Appeal No. AP-91-120

IN THE MATTER OF an appeal heard on October 21, 1992, under section 81.19 of the Excise Tax Act, R.S.C. 1985, c. E-15;

AND IN THE MATTER OF a decision of the Minister of National Revenue dated April 30, 1991, with respect to a notice of objection served under section 81.15 of the Excise Tax Act.

BETWEEN

BASF COATINGS & INKS CANADA LTD. Appellant

AND

THE MINISTER OF NATIONAL REVENUE Respondent

The appeal is allowed.


Kathleen E. Macmillan ______ Kathleen E. Macmillan Presiding Member

Michèle Blouin ______ Michèle Blouin Member

Robert C. Coates, Q.C. ______ Robert C. Coates, Q.C. Member

Michel P. Granger ______ Michel P. Granger Secretary





The appellant is in the business of producing and selling automotive paints, solvents, reducers and thinners. The appellant sells its products primarily through a network of independent jobbers that subsequently resell the products to end users. The appellant offers jobbers certain adjustments, based on the resale price obtained by jobbers, on sales to certain end users - identified as fleet purchasers, government and educational institutions, and body builders - who come under the appellant's Specialty Markets Program. The amount in dispute represents the amount of federal sales tax attributable to the aggregate "sale price" reductions, given to jobbers during the assessment period, under the Specialty Markets Program.

HELD: The appeal is allowed. In the Tribunal's view, the reductions or credits given to the jobbers were directly related to the commercial relationship between the appellant and its jobbers. In the Tribunal's view, the sale price on which tax is paid should be the actual price or net realized value received by a vendor. If the reductions were not allowed in the instant case, the appellant would be taxed on amounts that it did not receive, which would be contrary to the intention of subsection 50(1) of the Excise Tax Act.

**RECORDS**
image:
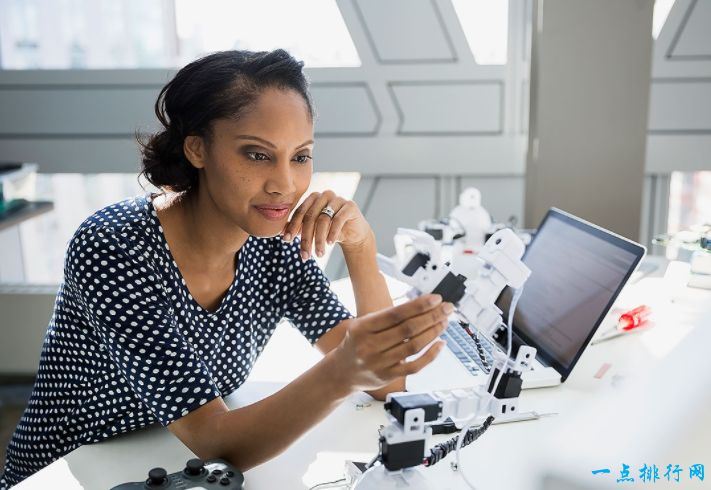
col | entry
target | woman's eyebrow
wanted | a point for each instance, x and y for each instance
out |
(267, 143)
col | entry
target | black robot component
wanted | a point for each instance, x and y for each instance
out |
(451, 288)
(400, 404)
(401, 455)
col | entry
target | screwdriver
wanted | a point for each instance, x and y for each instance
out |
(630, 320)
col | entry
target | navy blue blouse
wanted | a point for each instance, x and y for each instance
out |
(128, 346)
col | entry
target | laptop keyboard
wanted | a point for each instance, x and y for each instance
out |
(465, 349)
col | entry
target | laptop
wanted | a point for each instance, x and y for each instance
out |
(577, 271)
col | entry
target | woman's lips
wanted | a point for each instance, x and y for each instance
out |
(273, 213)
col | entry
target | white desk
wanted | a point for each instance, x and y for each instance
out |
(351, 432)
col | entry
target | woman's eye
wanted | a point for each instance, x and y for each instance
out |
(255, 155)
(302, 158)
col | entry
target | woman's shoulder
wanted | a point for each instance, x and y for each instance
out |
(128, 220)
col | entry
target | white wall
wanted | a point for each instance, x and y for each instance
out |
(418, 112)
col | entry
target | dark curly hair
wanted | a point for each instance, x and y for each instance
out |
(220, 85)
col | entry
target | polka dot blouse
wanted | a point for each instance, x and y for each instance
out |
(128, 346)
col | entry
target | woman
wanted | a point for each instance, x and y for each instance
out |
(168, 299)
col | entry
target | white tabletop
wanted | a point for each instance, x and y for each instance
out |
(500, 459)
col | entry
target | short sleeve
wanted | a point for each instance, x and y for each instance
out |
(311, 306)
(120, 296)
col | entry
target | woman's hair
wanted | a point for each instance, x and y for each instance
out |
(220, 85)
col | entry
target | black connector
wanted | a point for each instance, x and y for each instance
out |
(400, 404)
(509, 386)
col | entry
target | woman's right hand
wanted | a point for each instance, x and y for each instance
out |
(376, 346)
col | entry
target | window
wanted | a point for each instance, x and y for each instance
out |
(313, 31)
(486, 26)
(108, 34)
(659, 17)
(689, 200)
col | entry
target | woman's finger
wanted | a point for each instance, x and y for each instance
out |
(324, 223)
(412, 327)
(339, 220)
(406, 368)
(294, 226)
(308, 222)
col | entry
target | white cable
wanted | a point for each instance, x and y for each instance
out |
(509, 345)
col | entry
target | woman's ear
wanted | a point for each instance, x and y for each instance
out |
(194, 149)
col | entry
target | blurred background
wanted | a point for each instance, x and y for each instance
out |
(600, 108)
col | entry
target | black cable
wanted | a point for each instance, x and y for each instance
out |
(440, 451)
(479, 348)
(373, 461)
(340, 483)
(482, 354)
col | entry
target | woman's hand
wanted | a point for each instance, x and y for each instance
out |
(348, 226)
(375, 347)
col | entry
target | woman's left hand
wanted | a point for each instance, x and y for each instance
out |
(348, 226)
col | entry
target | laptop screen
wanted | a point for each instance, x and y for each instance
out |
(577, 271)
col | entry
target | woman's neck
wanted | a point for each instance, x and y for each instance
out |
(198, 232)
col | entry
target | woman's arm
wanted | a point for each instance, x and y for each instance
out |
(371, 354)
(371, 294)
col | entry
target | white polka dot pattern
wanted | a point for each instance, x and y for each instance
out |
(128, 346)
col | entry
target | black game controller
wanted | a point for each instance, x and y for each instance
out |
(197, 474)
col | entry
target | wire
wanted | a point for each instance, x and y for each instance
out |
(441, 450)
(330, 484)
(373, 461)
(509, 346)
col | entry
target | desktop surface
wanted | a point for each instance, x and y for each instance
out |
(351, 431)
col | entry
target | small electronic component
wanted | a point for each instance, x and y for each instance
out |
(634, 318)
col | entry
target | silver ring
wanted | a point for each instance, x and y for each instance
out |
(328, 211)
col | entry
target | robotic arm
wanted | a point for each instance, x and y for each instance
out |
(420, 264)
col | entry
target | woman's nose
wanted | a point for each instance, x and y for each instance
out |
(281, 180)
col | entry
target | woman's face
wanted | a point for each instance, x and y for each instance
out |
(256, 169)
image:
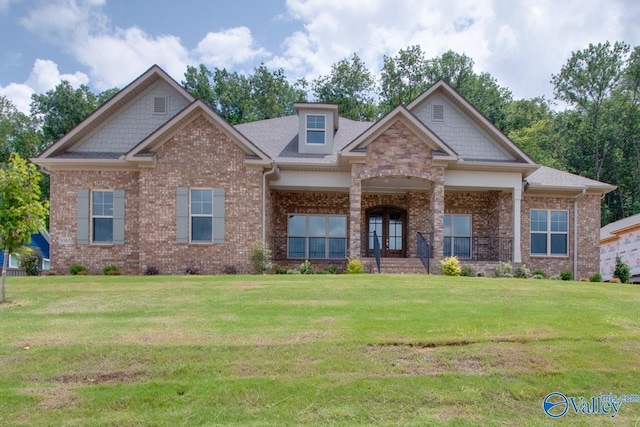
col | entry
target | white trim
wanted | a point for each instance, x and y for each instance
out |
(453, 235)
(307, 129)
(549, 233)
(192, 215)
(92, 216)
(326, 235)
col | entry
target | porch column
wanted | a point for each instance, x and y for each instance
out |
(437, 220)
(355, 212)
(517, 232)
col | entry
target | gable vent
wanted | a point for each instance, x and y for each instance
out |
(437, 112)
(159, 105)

**SET TASKS**
1 - Repeat the stretch of the appeal decision from "Michèle Blouin ______" through "the Specialty Markets Program." word for word.
2 - Show every line of the records that contains the string "polka", treating uppercase and lowercase as distinct.

**EXERCISE ANSWERS**
1 -
Michèle Blouin ______ Michèle Blouin Member

Robert C. Coates, Q.C. ______ Robert C. Coates, Q.C. Member

Michel P. Granger ______ Michel P. Granger Secretary





The appellant is in the business of producing and selling automotive paints, solvents, reducers and thinners. The appellant sells its products primarily through a network of independent jobbers that subsequently resell the products to end users. The appellant offers jobbers certain adjustments, based on the resale price obtained by jobbers, on sales to certain end users - identified as fleet purchasers, government and educational institutions, and body builders - who come under the appellant's Specialty Markets Program. The amount in dispute represents the amount of federal sales tax attributable to the aggregate "sale price" reductions, given to jobbers during the assessment period, under the Specialty Markets Program.

2 -
target | polka dot blouse
target | white polka dot pattern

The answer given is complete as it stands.